Required task: Rewrite the lines below as a numbered list, leaving out the blank lines.

◆ ◆ ◆

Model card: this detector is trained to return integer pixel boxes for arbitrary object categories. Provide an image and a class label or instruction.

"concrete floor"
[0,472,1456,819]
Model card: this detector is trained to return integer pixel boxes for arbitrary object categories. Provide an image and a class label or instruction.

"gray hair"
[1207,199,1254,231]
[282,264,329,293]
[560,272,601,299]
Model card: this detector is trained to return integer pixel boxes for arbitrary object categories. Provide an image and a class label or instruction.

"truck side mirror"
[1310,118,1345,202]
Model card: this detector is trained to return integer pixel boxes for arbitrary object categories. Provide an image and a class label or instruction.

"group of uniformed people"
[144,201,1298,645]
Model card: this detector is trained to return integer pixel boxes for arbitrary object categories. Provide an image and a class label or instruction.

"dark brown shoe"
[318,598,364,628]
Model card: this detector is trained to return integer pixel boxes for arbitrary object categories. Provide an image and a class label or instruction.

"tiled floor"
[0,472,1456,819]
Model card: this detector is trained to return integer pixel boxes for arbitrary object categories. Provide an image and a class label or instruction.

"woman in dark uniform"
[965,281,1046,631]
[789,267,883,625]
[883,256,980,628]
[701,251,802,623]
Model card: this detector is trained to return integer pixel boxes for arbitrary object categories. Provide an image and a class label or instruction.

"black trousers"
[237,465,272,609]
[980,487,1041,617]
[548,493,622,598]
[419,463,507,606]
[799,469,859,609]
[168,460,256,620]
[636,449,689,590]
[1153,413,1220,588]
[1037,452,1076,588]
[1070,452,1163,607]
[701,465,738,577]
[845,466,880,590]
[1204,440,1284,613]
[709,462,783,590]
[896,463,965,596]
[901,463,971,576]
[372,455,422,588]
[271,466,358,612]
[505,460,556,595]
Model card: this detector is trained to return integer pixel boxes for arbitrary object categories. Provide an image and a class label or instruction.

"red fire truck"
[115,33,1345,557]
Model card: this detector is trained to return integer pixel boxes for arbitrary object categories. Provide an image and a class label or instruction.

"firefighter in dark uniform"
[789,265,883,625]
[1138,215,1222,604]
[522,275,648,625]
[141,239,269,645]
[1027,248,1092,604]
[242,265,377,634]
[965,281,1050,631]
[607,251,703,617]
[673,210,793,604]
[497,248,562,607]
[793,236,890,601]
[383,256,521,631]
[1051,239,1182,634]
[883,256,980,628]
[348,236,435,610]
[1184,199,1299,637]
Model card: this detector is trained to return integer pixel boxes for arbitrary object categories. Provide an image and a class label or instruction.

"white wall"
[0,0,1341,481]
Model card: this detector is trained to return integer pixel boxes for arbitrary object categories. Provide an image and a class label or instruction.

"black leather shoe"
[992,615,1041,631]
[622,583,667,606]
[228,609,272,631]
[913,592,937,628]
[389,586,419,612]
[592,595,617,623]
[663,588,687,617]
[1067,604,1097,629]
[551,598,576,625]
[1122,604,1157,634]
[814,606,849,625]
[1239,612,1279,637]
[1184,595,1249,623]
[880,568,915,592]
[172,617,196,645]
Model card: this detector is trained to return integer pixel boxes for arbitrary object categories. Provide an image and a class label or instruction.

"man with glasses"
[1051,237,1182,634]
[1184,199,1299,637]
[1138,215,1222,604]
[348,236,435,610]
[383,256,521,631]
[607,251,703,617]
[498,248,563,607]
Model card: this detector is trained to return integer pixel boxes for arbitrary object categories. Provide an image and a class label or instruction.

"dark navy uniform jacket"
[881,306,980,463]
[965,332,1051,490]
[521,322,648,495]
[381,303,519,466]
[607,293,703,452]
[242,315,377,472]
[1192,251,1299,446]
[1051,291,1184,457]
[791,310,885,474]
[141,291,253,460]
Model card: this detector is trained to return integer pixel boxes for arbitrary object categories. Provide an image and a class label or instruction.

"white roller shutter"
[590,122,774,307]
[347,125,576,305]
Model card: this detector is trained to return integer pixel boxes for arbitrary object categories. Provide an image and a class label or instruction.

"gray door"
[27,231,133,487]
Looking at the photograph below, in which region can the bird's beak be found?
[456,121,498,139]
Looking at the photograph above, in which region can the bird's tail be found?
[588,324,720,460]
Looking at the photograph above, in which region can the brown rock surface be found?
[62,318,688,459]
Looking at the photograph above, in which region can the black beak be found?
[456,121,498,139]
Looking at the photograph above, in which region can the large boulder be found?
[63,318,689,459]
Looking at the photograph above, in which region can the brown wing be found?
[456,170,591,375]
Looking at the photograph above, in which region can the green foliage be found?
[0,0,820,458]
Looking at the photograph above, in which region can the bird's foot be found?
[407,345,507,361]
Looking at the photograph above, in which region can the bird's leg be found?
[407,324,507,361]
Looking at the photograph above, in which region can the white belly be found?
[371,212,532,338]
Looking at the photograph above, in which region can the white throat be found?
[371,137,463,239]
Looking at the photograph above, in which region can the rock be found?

◆ ◆ ◆

Result below:
1. Model card: this detector is trained to return integer pixel boxes for arbitrary object categories. Provide an image and a class label or instruction.
2. "concrete floor"
3. [0,472,1456,819]
4. Model card: this detector is trained to return integer pixel boxes for arbitrary object categories. Provide an image and a class label or instruction.
5. "gray hair"
6. [1207,199,1254,231]
7. [282,264,329,293]
8. [560,272,601,299]
9. Model card: this detector is trained to return integer pixel boxes for arbitrary object categories. Provide an image and a class label or instruction.
10. "truck side mirror"
11. [1310,118,1345,202]
12. Model card: this detector is trained to return integer pixel boxes for arbitrary object categories. Provide an image and a class label or instruction.
13. "group of uniformed people"
14. [144,201,1298,645]
15. Model card: this detector is trained to return integer pixel boxes for arbitrary object categories. Provide an image and a class label or instruction.
16. "dark brown shoe"
17. [318,598,364,628]
18. Model card: this detector is trained to return integer pixel boxes for arbitrary object categories. Provide an image and a class label or instruction.
19. "tiled floor"
20. [0,472,1456,819]
21. Model card: this detector is trained to return integer pixel boxes for arbitrary object categories. Provide an image and a class label or instruction.
22. "woman in dark uniform"
23. [965,281,1046,631]
24. [789,267,883,625]
25. [883,256,980,628]
26. [701,251,802,623]
27. Model card: this detector is trained to return integer pixel boxes for arbitrary object categories. Provide an image and a class label or instruction.
28. "black trousers"
29. [237,465,272,609]
30. [980,487,1041,617]
31. [548,493,622,598]
32. [419,463,507,606]
33. [799,469,859,609]
34. [168,460,256,620]
35. [636,449,689,590]
36. [1153,413,1220,588]
37. [1037,452,1076,588]
38. [1070,452,1163,607]
39. [701,465,738,577]
40. [845,466,880,590]
41. [1204,440,1284,613]
42. [709,462,783,590]
43. [896,463,965,596]
44. [901,463,971,576]
45. [372,455,422,588]
46. [271,466,358,612]
47. [505,460,556,595]
48. Model card: this detector is trained to return integer pixel boxes for arbitrary object categories. Provide an image and a class label or instruction.
49. "red fire truck"
50. [115,33,1345,557]
51. Model card: this detector is trained to return integer pixel boxes for arbitrary object categories. Provide an image and a class label or instruction.
52. "firefighter in dark uniform"
53. [789,265,883,625]
54. [1138,215,1222,604]
55. [522,275,648,625]
56. [141,239,269,645]
57. [1027,248,1092,604]
58. [242,265,377,634]
59. [965,281,1050,631]
60. [607,251,703,617]
61. [673,210,793,604]
62. [497,248,562,607]
63. [793,236,890,601]
64. [383,256,521,631]
65. [1051,239,1182,634]
66. [883,256,980,628]
67. [348,236,435,610]
68. [1184,199,1299,637]
69. Model card: this detector is trained to return integer pixel boxes for arbitrary object categories. Provide an image and a class label or instruction.
70. "white wall"
71. [0,0,1341,481]
72. Model card: this detector is trained to return integer pixel boxes for arbitrary object categories. Provide an image and a class label or instruction.
73. "black leather shoe"
74. [992,615,1041,631]
75. [622,583,667,606]
76. [228,609,272,631]
77. [913,592,937,628]
78. [389,586,419,612]
79. [592,595,617,623]
80. [663,588,687,617]
81. [1067,604,1097,629]
82. [551,598,576,625]
83. [1122,604,1157,634]
84. [814,606,849,625]
85. [1239,612,1279,637]
86. [1184,595,1249,623]
87. [880,568,915,592]
88. [172,617,196,645]
89. Model card: this detector is trained to return integer pixel boxes for arbitrary object categories. Provide an image and a class label or instruction.
90. "man with glasses"
91. [1051,237,1182,634]
92. [1184,199,1299,637]
93. [1138,215,1222,604]
94. [348,236,435,610]
95. [383,256,521,631]
96. [607,251,703,617]
97. [498,248,563,607]
98. Model card: this detector is trained to return integer pixel boxes for arbitrary object categories. Provide an image and a class label or instruction.
99. "dark navy uniform jacket"
100. [881,306,980,463]
101. [965,332,1051,490]
102. [521,322,648,495]
103. [381,303,519,466]
104. [607,293,703,452]
105. [242,315,377,472]
106. [1192,251,1299,446]
107. [1051,291,1184,457]
108. [791,310,885,474]
109. [141,291,253,460]
110. Model card: this detector is trained to return integer pixel boxes for arbitrary object categories. Provide an image and a class label or instruction.
111. "white roller shutter"
112. [590,122,774,307]
113. [347,125,576,305]
114. Model card: this detector is trained to return integer pixel boxes for arbitrary object categories. Provide an image and a class label or instruction.
115. "gray door"
116. [27,231,133,487]
117. Looking at the photograph below, in which region can the bird's beak be found?
118. [456,121,498,139]
119. Looking at the photograph above, in which region can the bird's tail be found?
120. [588,324,720,460]
121. Looking at the photograph above, in which region can the brown rock surface be found?
122. [62,318,688,459]
123. Looking at the photograph above, in which region can the black beak be found?
124. [456,121,498,139]
125. Looking at the photograph above, in which region can the large boulder be found?
126. [63,318,689,459]
127. Looking at the photograph above, in which region can the brown wing be found?
128. [456,170,591,375]
129. Looking at the photograph above, in which region can the green foliage be found?
130. [0,0,820,458]
131. Looking at the photograph above, in which region can the bird's foot be found?
132. [407,345,507,361]
133. Looking at the photograph above, in which region can the bird's leg be found?
134. [407,324,507,361]
135. Looking at the photograph above, in which region can the white belly be found?
136. [371,212,532,338]
137. Looking at the photograph above, in which region can the white throat be found?
138. [371,137,463,239]
139. Looking at the photograph above, in which region can the rock be found?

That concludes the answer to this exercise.